#### Extracted text
Species of sea anemone

Diadumene leucolena, commonly known as the white anemone or ghost anemone, is a species of sea anemone in the family Diadumenidae. It is an inconspicuous species found in the intertidal and subtidal areas of the northeastern Atlantic Ocean, the Caribbean Sea and the northern Pacific Ocean. Diadumene, "diadem-bearer", referring to the crown of tentacles, is a female form intended to bring to mind the Diadumenos, the renowned Greek sculpture of an athlete crowning himself with the victor's ribbon diadem.

==Description==
When fully extended, Diadumene leucolena has a long and slender column, being up to 38 mm tall and 12 mm wide. Both column and tentacles are a translucent pale pink or flesh-colour, the column sometimes having a faint green tinge near the top. The column appears to be smooth but close inspection shows irregularly arranged darker swellings. The tentacles closest to either end of the mouth have yellow bases.

==Distribution==
D. leucolena is found in the North Atlantic Ocean and the Caribbean Sea, and the North Pacific Ocean. This is a shallow water species occurring in bays and areas of low salinity, on stones, on the shells of live oysters and on man-made structures such as pilings and floats.

==Biology==
D. leucolena reproduces sexually, males and females liberating their gametes into the sea. The fertilised eggs develop into planula larvae which disperse, settle on the seabed, undergo metamorphosis and develop into new individuals.

The closely related species, Diadumene lineata, (previously known as Haliplanella luciae) is a sympatric species of sea anemone living in the same habitats in the same localities. Unlike D. leucolena, it reproduces exclusively by asexual means, resulting in populations consisting almost entirely of cloned individuals. D. lineata has a tendency to thrive for a time, and then unexpectedly disappear from a locality. D. leucolena on the other hand, living in the same localities and conditions, has stable populations. It is hypothesized that sexual reproduction in the latter gives genetic variability and the flexibility to cope with adverse circumstances, while the asexually-breeding D. lineata, with hardly any genetic variability, succumbs when its limits of tolerance are exceeded.

D. leucolena sometimes grows as a fouling organism, and has also been found attached as an epibiont on the carapace of a loggerhead sea turtle (Caretta caretta). Approximately two hundred individual sea anemones were present in grooves in the carapace that had been caused by the blades of a propeller; these depressions provided a relatively sheltered habitat for this species which is intolerant of turbulence.

#### Data records
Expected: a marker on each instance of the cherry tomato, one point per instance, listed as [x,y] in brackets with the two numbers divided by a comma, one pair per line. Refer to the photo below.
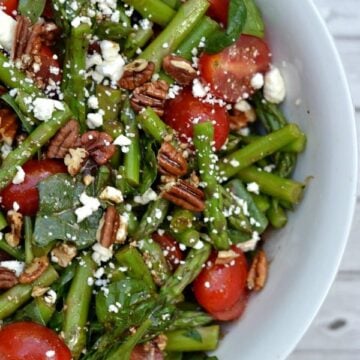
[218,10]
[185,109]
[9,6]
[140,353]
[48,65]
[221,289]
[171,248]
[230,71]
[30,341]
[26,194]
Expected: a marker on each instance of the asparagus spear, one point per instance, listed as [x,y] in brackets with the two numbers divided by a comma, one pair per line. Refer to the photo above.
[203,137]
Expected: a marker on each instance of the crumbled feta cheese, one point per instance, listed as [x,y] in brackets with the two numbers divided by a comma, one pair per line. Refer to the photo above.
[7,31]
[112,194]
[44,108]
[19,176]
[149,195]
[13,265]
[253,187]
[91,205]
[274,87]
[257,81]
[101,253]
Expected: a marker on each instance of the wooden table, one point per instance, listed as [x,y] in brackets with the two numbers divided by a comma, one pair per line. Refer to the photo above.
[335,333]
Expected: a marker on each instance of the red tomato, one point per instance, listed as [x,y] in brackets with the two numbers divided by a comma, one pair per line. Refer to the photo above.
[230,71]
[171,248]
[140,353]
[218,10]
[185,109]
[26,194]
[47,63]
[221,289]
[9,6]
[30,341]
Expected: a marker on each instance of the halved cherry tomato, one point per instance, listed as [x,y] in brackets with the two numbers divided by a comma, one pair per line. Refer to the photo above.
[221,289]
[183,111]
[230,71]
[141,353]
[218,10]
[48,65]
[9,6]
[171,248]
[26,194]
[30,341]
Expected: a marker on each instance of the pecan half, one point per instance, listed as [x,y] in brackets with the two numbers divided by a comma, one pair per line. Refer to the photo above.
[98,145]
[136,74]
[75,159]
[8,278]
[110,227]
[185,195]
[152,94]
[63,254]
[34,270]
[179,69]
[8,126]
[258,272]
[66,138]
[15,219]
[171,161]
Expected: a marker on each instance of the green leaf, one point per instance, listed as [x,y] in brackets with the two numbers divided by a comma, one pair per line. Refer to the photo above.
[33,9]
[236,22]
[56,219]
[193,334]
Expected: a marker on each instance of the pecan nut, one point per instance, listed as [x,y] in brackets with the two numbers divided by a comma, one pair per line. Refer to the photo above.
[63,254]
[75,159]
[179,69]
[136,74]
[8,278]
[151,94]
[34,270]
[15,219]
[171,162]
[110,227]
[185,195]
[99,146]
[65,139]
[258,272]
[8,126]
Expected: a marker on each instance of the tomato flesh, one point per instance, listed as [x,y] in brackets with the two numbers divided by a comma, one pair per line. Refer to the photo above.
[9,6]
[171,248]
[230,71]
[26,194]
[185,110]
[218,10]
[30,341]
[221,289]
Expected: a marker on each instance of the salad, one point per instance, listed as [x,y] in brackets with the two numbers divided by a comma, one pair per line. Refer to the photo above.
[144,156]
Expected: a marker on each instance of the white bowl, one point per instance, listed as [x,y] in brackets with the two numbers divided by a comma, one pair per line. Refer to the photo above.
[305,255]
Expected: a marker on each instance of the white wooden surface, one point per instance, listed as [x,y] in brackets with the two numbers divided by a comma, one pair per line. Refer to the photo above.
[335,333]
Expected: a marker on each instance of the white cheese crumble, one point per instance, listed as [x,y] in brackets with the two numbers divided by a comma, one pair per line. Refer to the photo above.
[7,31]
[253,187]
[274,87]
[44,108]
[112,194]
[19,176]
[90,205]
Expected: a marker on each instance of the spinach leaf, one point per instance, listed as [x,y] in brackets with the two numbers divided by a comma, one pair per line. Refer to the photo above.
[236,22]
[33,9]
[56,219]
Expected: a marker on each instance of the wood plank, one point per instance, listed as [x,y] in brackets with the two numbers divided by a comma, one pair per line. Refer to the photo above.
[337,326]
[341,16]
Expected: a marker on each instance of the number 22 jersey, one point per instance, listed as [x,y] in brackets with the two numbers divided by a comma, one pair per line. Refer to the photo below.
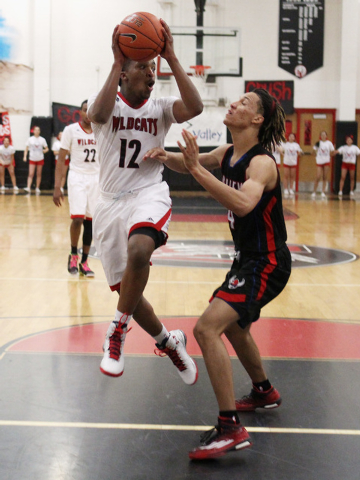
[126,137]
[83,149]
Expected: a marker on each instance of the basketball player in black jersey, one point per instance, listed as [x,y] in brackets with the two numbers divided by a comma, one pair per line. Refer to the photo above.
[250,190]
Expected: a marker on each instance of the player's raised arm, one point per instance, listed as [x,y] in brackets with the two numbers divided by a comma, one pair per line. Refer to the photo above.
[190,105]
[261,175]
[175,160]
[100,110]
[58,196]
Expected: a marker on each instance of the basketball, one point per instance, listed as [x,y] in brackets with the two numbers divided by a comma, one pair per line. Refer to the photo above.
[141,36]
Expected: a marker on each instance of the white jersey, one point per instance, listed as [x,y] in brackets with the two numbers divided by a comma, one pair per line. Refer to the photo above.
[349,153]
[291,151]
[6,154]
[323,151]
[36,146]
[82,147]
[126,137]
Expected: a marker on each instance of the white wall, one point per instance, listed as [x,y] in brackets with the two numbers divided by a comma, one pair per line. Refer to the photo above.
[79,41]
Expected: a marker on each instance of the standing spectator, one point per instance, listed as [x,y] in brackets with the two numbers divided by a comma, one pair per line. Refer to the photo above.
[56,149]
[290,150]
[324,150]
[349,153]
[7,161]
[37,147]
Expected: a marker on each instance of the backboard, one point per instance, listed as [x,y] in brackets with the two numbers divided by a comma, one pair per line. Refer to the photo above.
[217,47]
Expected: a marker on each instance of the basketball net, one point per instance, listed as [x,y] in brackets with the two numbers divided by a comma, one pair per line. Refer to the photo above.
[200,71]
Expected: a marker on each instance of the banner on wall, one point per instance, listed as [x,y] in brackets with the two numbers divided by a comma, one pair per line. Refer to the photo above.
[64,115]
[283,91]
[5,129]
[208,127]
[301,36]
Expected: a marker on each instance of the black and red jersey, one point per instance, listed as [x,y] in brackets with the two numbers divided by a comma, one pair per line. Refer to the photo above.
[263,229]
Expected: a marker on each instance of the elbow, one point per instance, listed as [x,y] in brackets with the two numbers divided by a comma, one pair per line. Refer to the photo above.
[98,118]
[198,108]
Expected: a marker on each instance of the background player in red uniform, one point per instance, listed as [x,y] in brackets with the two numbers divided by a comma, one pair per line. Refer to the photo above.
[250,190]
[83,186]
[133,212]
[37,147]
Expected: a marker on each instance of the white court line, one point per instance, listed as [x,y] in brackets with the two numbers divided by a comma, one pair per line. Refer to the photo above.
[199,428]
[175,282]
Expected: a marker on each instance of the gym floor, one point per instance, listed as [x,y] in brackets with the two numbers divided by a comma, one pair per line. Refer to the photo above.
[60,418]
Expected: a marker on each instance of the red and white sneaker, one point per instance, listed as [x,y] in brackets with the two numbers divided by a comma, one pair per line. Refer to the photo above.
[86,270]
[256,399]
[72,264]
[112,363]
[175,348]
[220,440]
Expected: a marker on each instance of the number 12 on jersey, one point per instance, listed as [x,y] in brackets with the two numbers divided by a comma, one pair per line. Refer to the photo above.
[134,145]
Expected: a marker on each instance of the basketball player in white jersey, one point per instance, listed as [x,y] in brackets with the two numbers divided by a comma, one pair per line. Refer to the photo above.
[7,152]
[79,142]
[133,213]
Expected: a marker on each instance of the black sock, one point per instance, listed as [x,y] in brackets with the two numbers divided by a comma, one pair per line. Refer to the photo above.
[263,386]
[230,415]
--
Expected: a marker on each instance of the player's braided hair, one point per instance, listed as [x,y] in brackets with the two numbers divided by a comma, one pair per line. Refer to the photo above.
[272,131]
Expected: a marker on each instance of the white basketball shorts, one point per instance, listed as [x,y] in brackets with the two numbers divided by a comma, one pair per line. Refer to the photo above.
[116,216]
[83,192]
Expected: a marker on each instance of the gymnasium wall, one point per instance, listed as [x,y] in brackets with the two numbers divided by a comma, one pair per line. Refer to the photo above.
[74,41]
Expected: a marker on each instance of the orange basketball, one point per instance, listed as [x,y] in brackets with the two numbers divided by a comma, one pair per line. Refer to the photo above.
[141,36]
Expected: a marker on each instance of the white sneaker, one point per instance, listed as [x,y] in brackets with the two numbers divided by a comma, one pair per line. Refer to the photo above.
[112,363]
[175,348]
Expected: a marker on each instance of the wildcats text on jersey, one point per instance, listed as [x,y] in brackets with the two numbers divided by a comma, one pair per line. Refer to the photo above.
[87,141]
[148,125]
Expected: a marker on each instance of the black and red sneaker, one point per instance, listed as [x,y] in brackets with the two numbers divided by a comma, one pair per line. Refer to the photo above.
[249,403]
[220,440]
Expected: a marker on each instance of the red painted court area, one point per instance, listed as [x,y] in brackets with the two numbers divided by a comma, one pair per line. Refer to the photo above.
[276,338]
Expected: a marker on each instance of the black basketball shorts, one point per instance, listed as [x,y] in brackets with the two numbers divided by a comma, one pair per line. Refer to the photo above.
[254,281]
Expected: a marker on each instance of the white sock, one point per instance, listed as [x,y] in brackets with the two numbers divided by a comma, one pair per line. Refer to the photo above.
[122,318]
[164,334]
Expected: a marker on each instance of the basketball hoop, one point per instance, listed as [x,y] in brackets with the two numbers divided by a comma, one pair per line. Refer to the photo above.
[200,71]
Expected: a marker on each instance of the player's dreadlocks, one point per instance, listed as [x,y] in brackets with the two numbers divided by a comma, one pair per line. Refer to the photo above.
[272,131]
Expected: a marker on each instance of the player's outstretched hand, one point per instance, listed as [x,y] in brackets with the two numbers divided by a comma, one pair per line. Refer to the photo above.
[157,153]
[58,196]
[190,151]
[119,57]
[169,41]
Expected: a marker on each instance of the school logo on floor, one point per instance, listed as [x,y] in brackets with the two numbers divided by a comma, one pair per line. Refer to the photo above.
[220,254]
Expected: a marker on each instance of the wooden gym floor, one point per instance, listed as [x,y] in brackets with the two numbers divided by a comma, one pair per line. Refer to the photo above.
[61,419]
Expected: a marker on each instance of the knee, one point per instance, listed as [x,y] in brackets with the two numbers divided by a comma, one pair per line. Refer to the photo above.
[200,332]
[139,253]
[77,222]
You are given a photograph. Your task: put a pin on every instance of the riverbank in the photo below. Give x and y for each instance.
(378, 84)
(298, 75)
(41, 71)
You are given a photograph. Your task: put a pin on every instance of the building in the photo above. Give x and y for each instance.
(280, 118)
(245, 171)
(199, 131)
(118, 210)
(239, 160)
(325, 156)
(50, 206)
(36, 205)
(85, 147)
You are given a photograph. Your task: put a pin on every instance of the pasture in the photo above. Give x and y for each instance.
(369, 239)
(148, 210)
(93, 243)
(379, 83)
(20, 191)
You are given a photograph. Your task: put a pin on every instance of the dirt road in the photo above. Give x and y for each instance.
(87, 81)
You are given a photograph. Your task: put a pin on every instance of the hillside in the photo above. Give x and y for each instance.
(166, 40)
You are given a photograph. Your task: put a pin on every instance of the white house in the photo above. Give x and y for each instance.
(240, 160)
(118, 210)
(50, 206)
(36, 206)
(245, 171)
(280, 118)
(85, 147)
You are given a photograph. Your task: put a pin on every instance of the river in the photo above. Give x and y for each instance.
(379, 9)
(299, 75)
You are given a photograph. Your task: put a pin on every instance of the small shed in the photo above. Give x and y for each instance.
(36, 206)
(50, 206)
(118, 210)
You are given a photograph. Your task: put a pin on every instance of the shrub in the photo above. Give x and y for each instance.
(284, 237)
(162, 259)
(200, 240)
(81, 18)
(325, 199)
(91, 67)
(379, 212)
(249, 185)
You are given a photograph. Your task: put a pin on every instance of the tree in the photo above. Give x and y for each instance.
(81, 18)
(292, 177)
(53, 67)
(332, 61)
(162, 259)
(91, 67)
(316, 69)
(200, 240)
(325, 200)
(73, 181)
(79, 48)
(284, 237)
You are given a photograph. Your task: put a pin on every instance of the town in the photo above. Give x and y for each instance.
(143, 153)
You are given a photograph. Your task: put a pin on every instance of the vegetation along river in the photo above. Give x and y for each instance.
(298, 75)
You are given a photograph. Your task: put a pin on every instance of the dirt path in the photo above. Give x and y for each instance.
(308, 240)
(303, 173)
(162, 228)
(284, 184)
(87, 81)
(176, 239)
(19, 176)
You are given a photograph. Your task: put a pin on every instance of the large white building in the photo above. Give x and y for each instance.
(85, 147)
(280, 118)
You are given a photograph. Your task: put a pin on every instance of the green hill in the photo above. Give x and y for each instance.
==
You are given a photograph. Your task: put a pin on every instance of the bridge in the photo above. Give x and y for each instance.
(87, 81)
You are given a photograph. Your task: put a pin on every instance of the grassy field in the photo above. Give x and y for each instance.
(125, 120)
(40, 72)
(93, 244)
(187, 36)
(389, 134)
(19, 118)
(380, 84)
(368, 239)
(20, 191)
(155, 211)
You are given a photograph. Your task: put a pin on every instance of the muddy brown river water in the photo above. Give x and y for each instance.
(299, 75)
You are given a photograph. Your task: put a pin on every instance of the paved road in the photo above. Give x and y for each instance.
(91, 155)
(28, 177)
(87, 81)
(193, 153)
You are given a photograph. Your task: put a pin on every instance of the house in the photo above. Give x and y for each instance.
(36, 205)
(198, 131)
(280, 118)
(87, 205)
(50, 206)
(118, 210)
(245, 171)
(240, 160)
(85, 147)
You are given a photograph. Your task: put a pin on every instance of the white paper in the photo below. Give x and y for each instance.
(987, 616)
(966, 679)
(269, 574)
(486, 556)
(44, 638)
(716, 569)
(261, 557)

#### To do
1. Write out the part of the sea anemone text starting with "Diadumene leucolena, commonly" and going on through "victor's ribbon diadem.".
2. Answer from the sea anemone text:
(a) How tall can Diadumene leucolena be when fully extended?
(b) On the carapace of which animal was the species found as an epibiont?
(c) How does Diadumene lineata reproduce?
Rely only on the sea anemone text.

#### Solution set
1.
Diadumene leucolena, commonly known as the white anemone or ghost anemone, is a species of sea anemone in the family Diadumenidae. It is an inconspicuous species found in the intertidal and subtidal areas of the northeastern Atlantic Ocean, the Caribbean Sea and the northern Pacific Ocean. Diadumene, "diadem-bearer", referring to the crown of tentacles, is a female form intended to bring to mind the Diadumenos, the renowned Greek sculpture of an athlete crowning himself with the victor's ribbon diadem.

2.
(a) Up to 38 mm tall.
(b) A loggerhead sea turtle (Caretta caretta).
(c) Exclusively by asexual means.